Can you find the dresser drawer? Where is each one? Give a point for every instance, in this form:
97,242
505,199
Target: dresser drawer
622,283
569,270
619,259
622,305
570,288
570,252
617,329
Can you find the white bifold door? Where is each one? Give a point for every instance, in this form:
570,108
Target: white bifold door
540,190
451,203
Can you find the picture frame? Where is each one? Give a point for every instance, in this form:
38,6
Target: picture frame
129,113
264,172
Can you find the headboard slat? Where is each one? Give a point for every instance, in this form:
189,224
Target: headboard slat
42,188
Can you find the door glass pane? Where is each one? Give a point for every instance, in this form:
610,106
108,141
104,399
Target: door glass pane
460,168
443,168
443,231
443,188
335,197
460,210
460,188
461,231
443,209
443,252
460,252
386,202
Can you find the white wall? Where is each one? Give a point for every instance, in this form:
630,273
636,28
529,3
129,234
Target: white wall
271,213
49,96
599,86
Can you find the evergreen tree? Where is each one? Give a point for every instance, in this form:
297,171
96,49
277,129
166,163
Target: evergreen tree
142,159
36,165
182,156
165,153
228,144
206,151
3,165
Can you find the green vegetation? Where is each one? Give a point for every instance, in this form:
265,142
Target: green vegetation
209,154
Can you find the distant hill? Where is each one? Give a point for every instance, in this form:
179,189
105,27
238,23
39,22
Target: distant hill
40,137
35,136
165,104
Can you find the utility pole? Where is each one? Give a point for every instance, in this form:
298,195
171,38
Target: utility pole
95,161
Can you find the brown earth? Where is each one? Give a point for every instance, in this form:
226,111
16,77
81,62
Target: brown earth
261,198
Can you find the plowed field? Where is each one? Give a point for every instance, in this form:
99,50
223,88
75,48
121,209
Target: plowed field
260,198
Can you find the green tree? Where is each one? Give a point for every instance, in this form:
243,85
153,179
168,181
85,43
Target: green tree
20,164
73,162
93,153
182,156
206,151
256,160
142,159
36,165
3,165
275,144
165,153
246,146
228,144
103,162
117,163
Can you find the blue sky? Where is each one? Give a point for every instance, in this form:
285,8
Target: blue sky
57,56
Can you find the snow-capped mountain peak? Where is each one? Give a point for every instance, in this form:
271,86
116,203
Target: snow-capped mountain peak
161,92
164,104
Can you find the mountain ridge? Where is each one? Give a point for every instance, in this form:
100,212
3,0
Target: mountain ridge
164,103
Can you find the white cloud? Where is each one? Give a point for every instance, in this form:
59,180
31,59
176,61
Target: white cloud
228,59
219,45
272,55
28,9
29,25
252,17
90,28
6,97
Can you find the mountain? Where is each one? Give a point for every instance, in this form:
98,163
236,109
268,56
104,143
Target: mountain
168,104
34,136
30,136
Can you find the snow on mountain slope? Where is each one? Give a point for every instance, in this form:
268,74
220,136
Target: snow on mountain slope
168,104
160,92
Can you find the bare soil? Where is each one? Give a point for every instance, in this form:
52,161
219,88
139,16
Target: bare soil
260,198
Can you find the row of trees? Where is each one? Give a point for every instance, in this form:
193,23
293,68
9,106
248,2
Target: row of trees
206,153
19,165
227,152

### Exercise
Copy out the whole listing exactly.

### Answer below
Can you find the dresser drawer? Where is each one? Give a point for every instance, in this form:
97,242
505,199
Target: dresser drawer
622,283
569,270
619,259
622,305
570,288
570,252
617,329
Can you find the white bifold door? Where is each one? Give a point for every instance, in this form:
570,108
Target: white bifold door
540,190
451,203
Can you find the picture frame? Where is each one? Give a point for every instance, in this form:
38,6
Target: picture frame
129,113
264,172
Can you find the headboard slat? Where is each one? Give a point for every instance, in this form:
189,224
Target: headboard slat
42,188
Can you find the door glass pane? Where is each one? Give a point for every instance, in this form:
610,106
108,141
104,399
Target: door glass pane
460,168
443,168
443,231
443,188
335,197
460,210
460,188
461,231
443,209
443,252
460,252
386,202
Can you find the white wall? Where is each one? Give a point for every instance, in this form:
630,273
636,28
529,3
129,234
Target: white wall
271,213
49,96
599,86
Can you find the evergreen tree? Where is each one? Give a point for every instance, in this form:
297,171
96,49
277,129
166,163
Target: evergreen tree
142,159
36,165
182,156
165,153
228,144
206,151
3,165
Can you find the green vegetation? Where is each one? Give a point for every instance, in this form:
265,142
Target: green vegetation
209,154
Can you find the distant hill? Where is each one? Give a point for every instance, in this form:
179,189
105,27
238,23
39,22
Target: distant hill
40,137
35,136
165,104
Can you find the utility pole? Where is each one? Give a point for every instance, in this form:
298,195
171,38
Target: utility pole
95,161
Can you find the brown earth? Where is each one? Give a point for every instance, in this form:
226,111
16,77
81,62
Target: brown earth
261,198
Can you find the plowed field? Where is each one? Give a point for every instance, in this form:
99,50
223,88
75,48
121,209
Target: plowed field
260,198
Can you find the green tree? Where is each one? Give a point for every instance, in this form:
243,85
153,179
168,181
85,43
Target: green tree
20,164
73,162
93,153
182,156
206,151
256,160
142,159
36,165
3,165
275,144
165,153
246,146
228,144
103,162
117,163
Can you find the blue sky? Where is each one? Give a point for every instance, in this form:
285,8
Target: blue sky
57,56
Can you find the snow-capped mountain peak? Where is each one? Give a point for every instance, in this form:
271,86
116,203
Target: snow-capped mountain peak
161,92
164,104
Can you find the mountain ridge? Where is each one? Give a point for every instance, in this form:
100,212
3,0
Target: mountain ridge
164,103
Can you find the white cloud? Where is each one? Give a point for every instance, in this form:
59,180
31,59
176,61
Target: white cloud
228,59
219,45
272,55
28,9
29,25
252,17
90,28
6,97
Can you find the mountain? Where is each one? Give a point for every instance, in this form:
98,163
236,109
268,56
104,143
Target: mountain
168,104
34,136
30,136
Can you find the snow on mountain slope? Where is each one? Give a point for every instance, in this form:
268,74
220,136
Target: snow on mountain slope
168,104
160,92
Can you find the bare soil? Where is each one? Give a point for every instance, in this form:
52,161
219,88
139,16
Target: bare soil
260,198
Can you find the row of trees? Where is each one? Give a point for every instance, in this form:
193,23
293,68
9,106
248,2
Target: row of trees
206,153
19,165
227,152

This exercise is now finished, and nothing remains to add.